→ **SET EXERCISE**: With the line containing "For every instance of the interior" as the first line and the last line of the records as the final one, reproduce that range exactly.

→ **DATA FOR PROCESSING**:
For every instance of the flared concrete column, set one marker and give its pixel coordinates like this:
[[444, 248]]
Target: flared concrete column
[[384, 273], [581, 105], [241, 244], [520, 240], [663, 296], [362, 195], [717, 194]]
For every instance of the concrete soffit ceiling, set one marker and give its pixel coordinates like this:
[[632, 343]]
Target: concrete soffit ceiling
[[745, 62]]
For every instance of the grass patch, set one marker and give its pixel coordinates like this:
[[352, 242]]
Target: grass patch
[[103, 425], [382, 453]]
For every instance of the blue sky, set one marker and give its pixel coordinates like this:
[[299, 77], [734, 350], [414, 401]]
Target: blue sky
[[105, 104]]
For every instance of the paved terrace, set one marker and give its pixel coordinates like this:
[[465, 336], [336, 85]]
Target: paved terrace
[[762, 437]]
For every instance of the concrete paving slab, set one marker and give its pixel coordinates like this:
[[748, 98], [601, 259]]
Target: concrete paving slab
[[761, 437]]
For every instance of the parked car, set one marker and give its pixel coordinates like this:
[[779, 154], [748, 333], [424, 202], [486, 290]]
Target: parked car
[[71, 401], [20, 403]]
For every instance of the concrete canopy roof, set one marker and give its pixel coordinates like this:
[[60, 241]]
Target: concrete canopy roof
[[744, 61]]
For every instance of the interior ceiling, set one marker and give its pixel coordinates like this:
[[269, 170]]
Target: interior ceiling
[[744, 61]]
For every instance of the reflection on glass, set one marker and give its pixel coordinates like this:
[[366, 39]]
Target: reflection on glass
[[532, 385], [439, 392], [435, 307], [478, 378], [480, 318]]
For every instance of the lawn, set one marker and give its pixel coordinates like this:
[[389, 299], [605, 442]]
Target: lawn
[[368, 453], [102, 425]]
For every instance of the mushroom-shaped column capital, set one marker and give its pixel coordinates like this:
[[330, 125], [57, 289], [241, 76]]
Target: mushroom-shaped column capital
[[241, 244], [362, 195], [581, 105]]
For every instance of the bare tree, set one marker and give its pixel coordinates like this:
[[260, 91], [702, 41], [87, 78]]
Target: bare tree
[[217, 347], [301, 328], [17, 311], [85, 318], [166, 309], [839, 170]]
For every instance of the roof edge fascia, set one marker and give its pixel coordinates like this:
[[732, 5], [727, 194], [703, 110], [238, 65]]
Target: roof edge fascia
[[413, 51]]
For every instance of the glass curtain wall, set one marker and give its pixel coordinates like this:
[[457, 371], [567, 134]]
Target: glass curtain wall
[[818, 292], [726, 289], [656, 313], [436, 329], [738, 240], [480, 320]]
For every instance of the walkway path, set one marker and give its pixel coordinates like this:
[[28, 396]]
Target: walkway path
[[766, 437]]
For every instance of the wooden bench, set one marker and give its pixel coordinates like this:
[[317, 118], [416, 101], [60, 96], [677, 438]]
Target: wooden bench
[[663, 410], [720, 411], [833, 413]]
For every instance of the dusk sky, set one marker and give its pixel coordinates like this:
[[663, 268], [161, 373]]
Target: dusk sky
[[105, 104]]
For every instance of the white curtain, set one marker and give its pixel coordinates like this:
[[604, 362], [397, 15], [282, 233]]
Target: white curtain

→ **IN RESPONSE**:
For every instance of the interior ceiling, set one marker and give its pixel coordinates like this:
[[269, 170]]
Target: interior ceiling
[[744, 61]]
For every instance of the reflection on glass, set one marker and give its pixel coordinates like this:
[[366, 39]]
Target: reflection on glass
[[532, 385], [439, 392], [435, 307], [478, 378], [480, 318]]
For every instance of the lawn, set one marker and give its pixel coordinates like this:
[[389, 299], [605, 442]]
Target: lawn
[[368, 453], [102, 425]]
For every instance of the mushroom-shaped column capital, set one marker and give its pixel coordinates like this:
[[330, 125], [57, 289], [241, 76]]
Target: mushroom-shaped column capital
[[241, 244], [362, 195], [581, 105]]
For every instance of the bare tree, set one marker and give its pixel coordinates like this:
[[260, 91], [702, 41], [87, 78]]
Target: bare tree
[[217, 347], [301, 328], [17, 311], [85, 318], [166, 309], [839, 170]]
For every instance of the roof edge fascia, set one marker and give its pixel coordinates like this:
[[732, 5], [727, 194], [703, 110], [238, 65]]
Target: roof edge fascia
[[413, 51]]
For every instance of the glass curtain wall, set one marker and give its pixel coordinates like this:
[[457, 371], [567, 134]]
Target: glass curtain wall
[[818, 292], [726, 289], [656, 313], [436, 329], [738, 240], [480, 320]]
For every instance of the walkway path, set one marker and give its pixel coordinates like this:
[[28, 396]]
Target: walkway path
[[766, 437]]
For every instance of the wooden bench, set one marker and give its pixel coordinates like this:
[[317, 118], [416, 101], [60, 96], [677, 438]]
Target: wooden bench
[[663, 410], [720, 411], [833, 413]]
For every instance of the dusk sky, set one marker and give its pixel coordinates like this:
[[663, 268], [161, 373]]
Target: dusk sky
[[105, 104]]
For every instance of the white curtain, set one marker and give its pixel coordinates like this:
[[604, 362], [397, 15], [282, 233]]
Target: white curtain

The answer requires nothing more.